◆ TASK TO CARRY OUT
Arrange the data from the line containing "Can you confirm that the cloud" through the line containing "[461,320,640,386]" as a Markdown table with the columns Row and Line. Number each row and omit any blank lines.

>> START ENTRIES SUPPLIED

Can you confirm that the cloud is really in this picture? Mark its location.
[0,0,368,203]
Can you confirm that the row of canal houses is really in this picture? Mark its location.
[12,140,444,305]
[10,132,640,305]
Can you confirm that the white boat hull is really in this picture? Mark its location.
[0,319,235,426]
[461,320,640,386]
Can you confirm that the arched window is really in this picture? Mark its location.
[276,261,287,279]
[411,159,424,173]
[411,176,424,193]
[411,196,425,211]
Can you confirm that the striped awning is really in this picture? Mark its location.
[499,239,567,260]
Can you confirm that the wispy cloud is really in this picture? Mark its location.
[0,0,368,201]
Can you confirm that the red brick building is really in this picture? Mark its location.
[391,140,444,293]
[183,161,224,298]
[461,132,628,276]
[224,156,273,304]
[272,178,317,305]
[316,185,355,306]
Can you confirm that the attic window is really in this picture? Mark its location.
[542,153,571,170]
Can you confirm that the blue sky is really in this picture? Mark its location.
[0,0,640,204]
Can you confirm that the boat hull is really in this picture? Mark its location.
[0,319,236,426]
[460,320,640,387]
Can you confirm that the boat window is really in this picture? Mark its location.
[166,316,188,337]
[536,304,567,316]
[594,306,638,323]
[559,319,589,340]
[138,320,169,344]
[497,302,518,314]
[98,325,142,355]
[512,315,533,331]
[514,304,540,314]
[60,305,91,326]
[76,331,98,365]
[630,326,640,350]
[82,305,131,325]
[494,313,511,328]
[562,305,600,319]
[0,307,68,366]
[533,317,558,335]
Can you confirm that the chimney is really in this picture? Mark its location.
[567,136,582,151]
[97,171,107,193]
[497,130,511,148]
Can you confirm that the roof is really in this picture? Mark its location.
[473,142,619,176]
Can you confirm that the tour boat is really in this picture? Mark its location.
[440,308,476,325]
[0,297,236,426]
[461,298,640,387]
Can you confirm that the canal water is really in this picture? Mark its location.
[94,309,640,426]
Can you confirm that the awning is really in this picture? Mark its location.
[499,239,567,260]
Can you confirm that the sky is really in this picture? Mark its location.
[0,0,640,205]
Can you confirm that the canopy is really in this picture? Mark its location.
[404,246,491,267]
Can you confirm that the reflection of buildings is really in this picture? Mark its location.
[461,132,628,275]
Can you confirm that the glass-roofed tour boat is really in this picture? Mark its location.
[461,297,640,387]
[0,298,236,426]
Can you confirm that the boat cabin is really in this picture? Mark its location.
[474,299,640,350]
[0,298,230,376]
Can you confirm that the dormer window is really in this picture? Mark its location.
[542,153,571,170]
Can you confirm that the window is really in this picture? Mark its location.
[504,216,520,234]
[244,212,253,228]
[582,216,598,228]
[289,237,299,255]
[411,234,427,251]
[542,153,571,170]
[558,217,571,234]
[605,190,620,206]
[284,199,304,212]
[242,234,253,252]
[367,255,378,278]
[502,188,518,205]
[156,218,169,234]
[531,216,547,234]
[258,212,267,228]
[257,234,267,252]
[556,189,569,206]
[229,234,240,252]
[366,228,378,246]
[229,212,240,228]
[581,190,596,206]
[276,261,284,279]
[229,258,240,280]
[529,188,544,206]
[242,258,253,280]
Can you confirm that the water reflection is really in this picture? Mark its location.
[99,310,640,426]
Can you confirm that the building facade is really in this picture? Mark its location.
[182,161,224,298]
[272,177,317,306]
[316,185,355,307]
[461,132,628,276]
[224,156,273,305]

>> END ENTRIES SUPPLIED
>> START ENTRIES SUPPLIED

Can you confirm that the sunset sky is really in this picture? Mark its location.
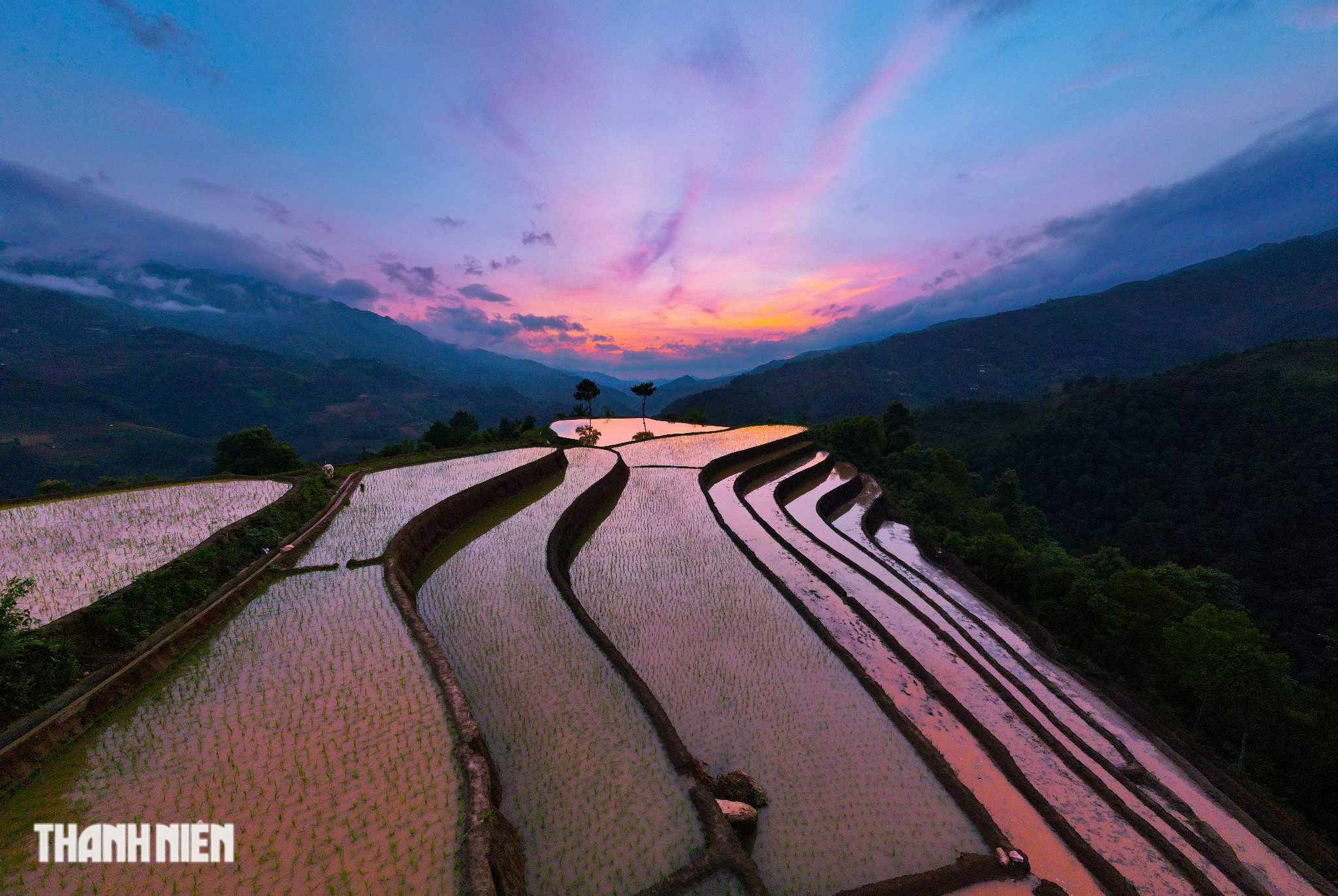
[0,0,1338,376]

>> END ENTRIES SUPPLIED

◆ SOLUTION TO THIS PROBLEM
| Row | Line |
|---|---|
| 1 | Can you confirm that the cloud is really in this picture? Mark its location. |
| 2 | [0,0,368,203] |
| 3 | Can you confirm that the row of canal houses is really in this picture? Mark its location. |
| 4 | [12,140,444,305] |
| 5 | [10,132,640,305] |
| 6 | Can you confirm that the white boat hull is really in this picture? Mark its location. |
| 7 | [0,319,235,426] |
| 8 | [461,320,640,386] |